Records supplied:
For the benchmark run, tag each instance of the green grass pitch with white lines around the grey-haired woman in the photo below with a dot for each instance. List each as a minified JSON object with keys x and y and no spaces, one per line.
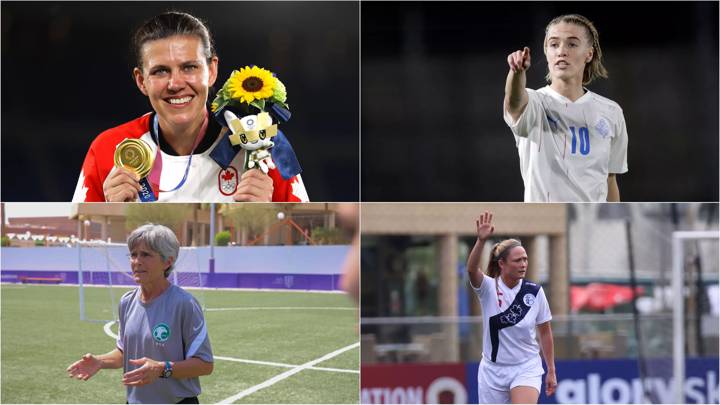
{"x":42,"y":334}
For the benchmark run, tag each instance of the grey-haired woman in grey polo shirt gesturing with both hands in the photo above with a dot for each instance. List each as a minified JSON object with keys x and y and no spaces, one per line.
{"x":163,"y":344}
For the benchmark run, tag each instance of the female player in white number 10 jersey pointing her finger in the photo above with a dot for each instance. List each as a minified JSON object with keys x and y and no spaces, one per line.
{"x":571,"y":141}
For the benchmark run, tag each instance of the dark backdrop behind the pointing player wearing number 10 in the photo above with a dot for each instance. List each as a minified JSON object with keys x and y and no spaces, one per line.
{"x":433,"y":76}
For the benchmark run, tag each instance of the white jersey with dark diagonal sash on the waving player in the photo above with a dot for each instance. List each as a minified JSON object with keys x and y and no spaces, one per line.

Required work: Although the entries contain pictures, reproduce only the rest, exactly as written.

Exercise response:
For the benchmark run, tag each instance of the green grass pitch with white lines around the grey-haired woman in the photo below with a dot for each instance. List each as a minified JSON object with keys x and y and no spaces, one per line.
{"x":42,"y":334}
For the benchmark run, tag each instance of the grey-haired woman in grey polo shirt gesturing with both hands in the photo above with a dot for each instance. List each as a minified JSON object with keys x and y and no spaces, one per line.
{"x":163,"y":344}
For the benchmark run, tag each instance of the female player in white number 10 jersey pointing her finger in the photo above with a dot for each instance. List each as a minified JSON object with keys x and y and no spaces, one per line.
{"x":571,"y":141}
For the benchmark run, tag each instance of the dark backdrop behind the pointing player wearing number 10 in the photo above with a dot for each instance. List each as a minified JSON object with keys x and y and no spaces, one per line.
{"x":433,"y":76}
For the benchmark run, tag each instance of the white jersey with dark diagonal sash on the waving player in the photo above with a dot for each instance. List each as a minified JSON object with keys x and y and no spaces, one per line.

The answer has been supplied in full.